= GIVEN PROBLEM =
Lay out the lines below as a Markdown table with the columns Row and Line, giving each line a row number and skipping blank lines. Leave the picture lines out of the table.

(Excerpts from a point labeling dataset)
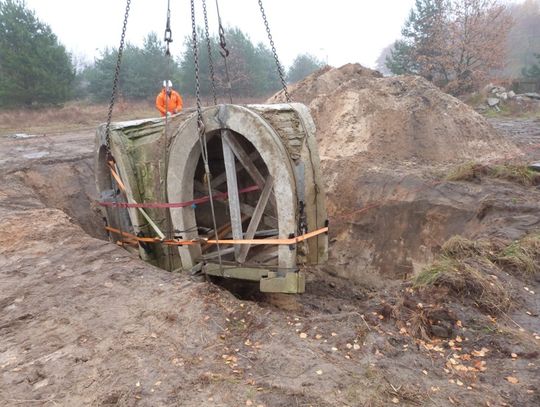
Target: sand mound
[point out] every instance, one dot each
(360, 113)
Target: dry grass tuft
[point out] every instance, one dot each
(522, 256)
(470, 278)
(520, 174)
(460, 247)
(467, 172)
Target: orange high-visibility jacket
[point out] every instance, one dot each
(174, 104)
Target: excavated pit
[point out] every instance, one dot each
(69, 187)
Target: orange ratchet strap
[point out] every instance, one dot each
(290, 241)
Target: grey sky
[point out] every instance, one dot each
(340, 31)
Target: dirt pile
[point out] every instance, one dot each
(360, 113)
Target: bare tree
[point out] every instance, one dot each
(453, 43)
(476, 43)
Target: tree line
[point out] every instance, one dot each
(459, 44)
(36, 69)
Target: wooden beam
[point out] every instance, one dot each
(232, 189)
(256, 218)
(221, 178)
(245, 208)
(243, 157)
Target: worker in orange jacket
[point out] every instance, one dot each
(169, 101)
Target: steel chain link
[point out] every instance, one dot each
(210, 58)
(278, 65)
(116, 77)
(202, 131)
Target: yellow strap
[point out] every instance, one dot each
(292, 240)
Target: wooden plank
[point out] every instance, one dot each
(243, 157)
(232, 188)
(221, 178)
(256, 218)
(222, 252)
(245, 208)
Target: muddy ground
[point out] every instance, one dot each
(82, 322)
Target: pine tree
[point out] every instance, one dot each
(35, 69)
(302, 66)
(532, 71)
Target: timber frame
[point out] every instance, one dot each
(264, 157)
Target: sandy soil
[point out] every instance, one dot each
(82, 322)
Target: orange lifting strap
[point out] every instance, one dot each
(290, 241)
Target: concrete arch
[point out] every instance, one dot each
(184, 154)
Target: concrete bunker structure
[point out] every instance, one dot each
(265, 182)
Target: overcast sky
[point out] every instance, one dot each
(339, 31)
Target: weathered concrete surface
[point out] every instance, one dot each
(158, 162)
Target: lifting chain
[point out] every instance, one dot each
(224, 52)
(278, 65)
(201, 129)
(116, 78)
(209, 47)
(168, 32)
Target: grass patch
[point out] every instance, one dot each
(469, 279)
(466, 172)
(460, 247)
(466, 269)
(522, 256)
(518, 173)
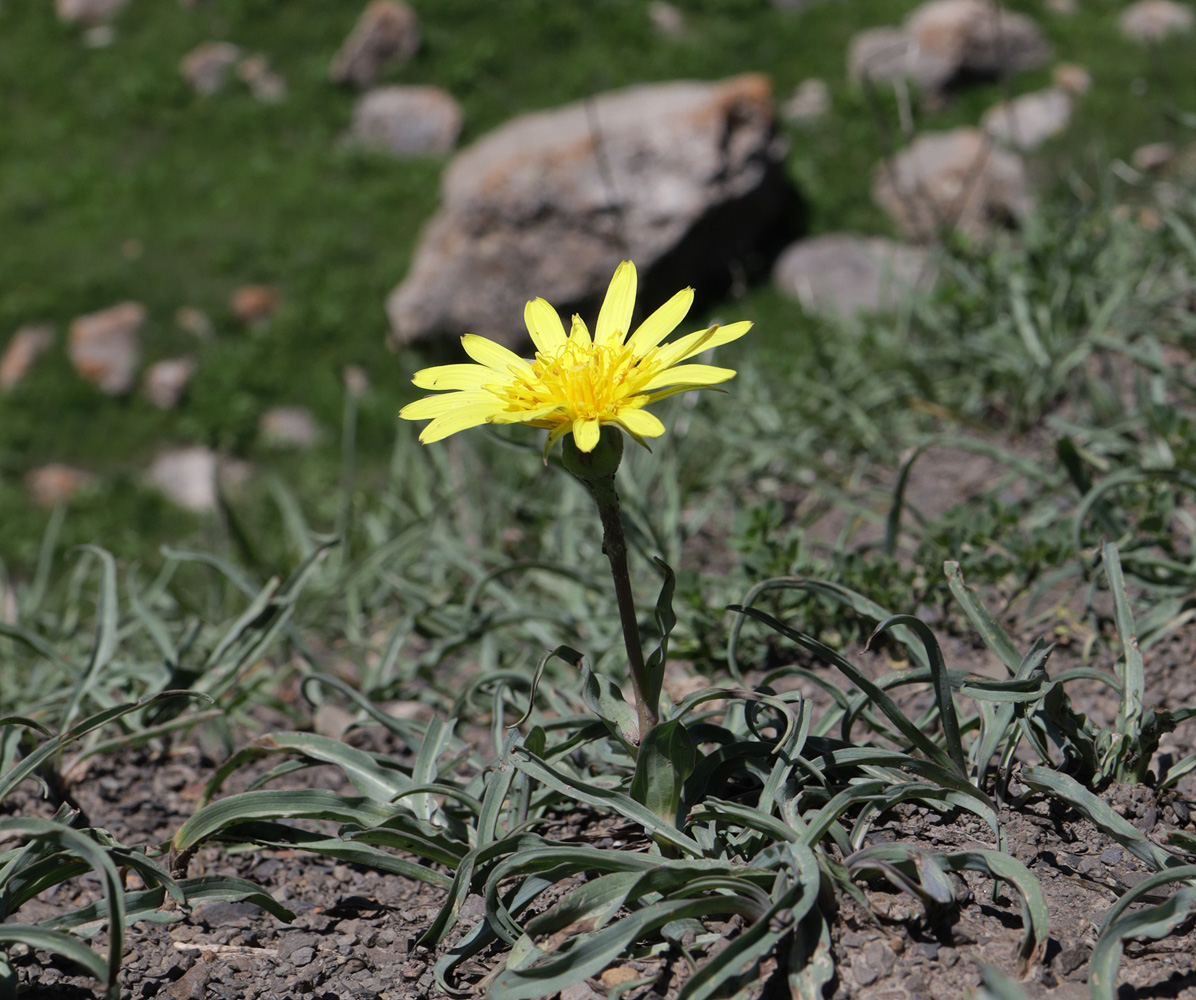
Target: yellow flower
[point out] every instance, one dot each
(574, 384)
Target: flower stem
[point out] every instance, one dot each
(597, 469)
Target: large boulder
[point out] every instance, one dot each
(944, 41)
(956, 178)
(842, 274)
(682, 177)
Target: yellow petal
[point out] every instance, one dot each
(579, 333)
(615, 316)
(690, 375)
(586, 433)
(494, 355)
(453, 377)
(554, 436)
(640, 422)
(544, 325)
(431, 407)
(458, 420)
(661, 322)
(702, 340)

= OUTPUT OF THE EXERCISE =
| Row | Line |
|---|---|
| 1 | Target: sand mound |
| 2 | [point out] every instance, one dot each |
| 3 | (360, 113) |
| 4 | Target: dry grass tuft |
| 5 | [point out] every instance, one dot each |
| 6 | (522, 256) |
| 7 | (470, 278) |
| 8 | (520, 174) |
| 9 | (460, 247) |
| 10 | (467, 172) |
| 11 | Target: orange high-visibility jacket |
| 12 | [point out] every instance, one dot each |
| 13 | (174, 104) |
| 14 | Target: excavated pit |
| 15 | [point out] every instance, one dot each |
| 16 | (69, 187) |
| 17 | Target: orange ratchet strap |
| 18 | [point out] every instance, one dot each |
| 19 | (290, 241) |
| 20 | Target: grey sky |
| 21 | [point out] every instance, one dot each |
| 22 | (340, 31) |
| 23 | Target: dirt pile |
| 24 | [point out] every instance, one dot each |
| 25 | (360, 113) |
| 26 | Target: bare tree |
| 27 | [point out] every instance, one dot each |
| 28 | (453, 43) |
| 29 | (476, 43) |
| 30 | Target: tree line |
| 31 | [point out] every instance, one dot each |
| 32 | (459, 44) |
| 33 | (36, 69) |
| 34 | Target: wooden beam |
| 35 | [point out] every instance, one dot each |
| 36 | (232, 189) |
| 37 | (256, 218) |
| 38 | (221, 178) |
| 39 | (245, 208) |
| 40 | (243, 157) |
| 41 | Target: worker in orange jacket |
| 42 | [point out] every instance, one dot each |
| 43 | (169, 101) |
| 44 | Target: steel chain link |
| 45 | [point out] every instance, one dot each |
| 46 | (210, 58) |
| 47 | (278, 65) |
| 48 | (116, 77) |
| 49 | (202, 131) |
| 50 | Target: yellow strap |
| 51 | [point out] every instance, one dot each |
| 52 | (292, 240) |
| 53 | Target: wooden plank |
| 54 | [point out] every instance, one dot each |
| 55 | (243, 157) |
| 56 | (232, 188) |
| 57 | (221, 178) |
| 58 | (256, 218) |
| 59 | (222, 252) |
| 60 | (245, 208) |
| 61 | Target: muddy ground |
| 62 | [point out] every instance, one dot each |
| 63 | (82, 322) |
| 64 | Target: pine tree |
| 65 | [point out] every instance, one dot each |
| 66 | (35, 69) |
| 67 | (302, 66) |
| 68 | (532, 71) |
| 69 | Target: timber frame |
| 70 | [point out] every instance, one dot each |
| 71 | (264, 157) |
| 72 | Target: sandy soil |
| 73 | [point out] every instance, one dot each |
| 74 | (82, 322) |
| 75 | Target: orange lifting strap |
| 76 | [point out] every instance, one dot each |
| 77 | (290, 241) |
| 78 | Target: concrete arch |
| 79 | [point out] every instance, one dot each |
| 80 | (184, 154) |
| 81 | Target: concrete bunker structure |
| 82 | [point out] every instance, one dot each |
| 83 | (265, 182) |
| 84 | Target: overcast sky |
| 85 | [point out] every instance, one dot each |
| 86 | (339, 31) |
| 87 | Target: weathered concrete surface |
| 88 | [point out] every instance, one dot each |
| 89 | (158, 162) |
| 90 | Target: lifting chain |
| 91 | [point out] every instance, one dot each |
| 92 | (224, 52) |
| 93 | (278, 65) |
| 94 | (201, 129) |
| 95 | (116, 78) |
| 96 | (209, 47) |
| 97 | (168, 32) |
| 98 | Target: grass patch |
| 99 | [point out] every instance, one dot each |
| 100 | (469, 279) |
| 101 | (466, 172) |
| 102 | (460, 247) |
| 103 | (466, 269) |
| 104 | (522, 256) |
| 105 | (518, 173) |
| 106 | Target: yellow flower |
| 107 | [point out] every instance, one dot each |
| 108 | (574, 384) |
| 109 | Target: flower stem |
| 110 | [point out] every instance, one dot each |
| 111 | (597, 469) |
| 112 | Target: large boulder |
| 113 | [point out] every instance, one dot each |
| 114 | (944, 41) |
| 115 | (956, 178) |
| 116 | (842, 274) |
| 117 | (682, 177) |
| 118 | Target: yellow petal |
| 119 | [point out] every instance, one dot each |
| 120 | (579, 333) |
| 121 | (615, 316) |
| 122 | (690, 375) |
| 123 | (586, 433) |
| 124 | (494, 355) |
| 125 | (453, 377) |
| 126 | (554, 436) |
| 127 | (640, 422) |
| 128 | (544, 325) |
| 129 | (431, 407) |
| 130 | (458, 420) |
| 131 | (661, 322) |
| 132 | (702, 340) |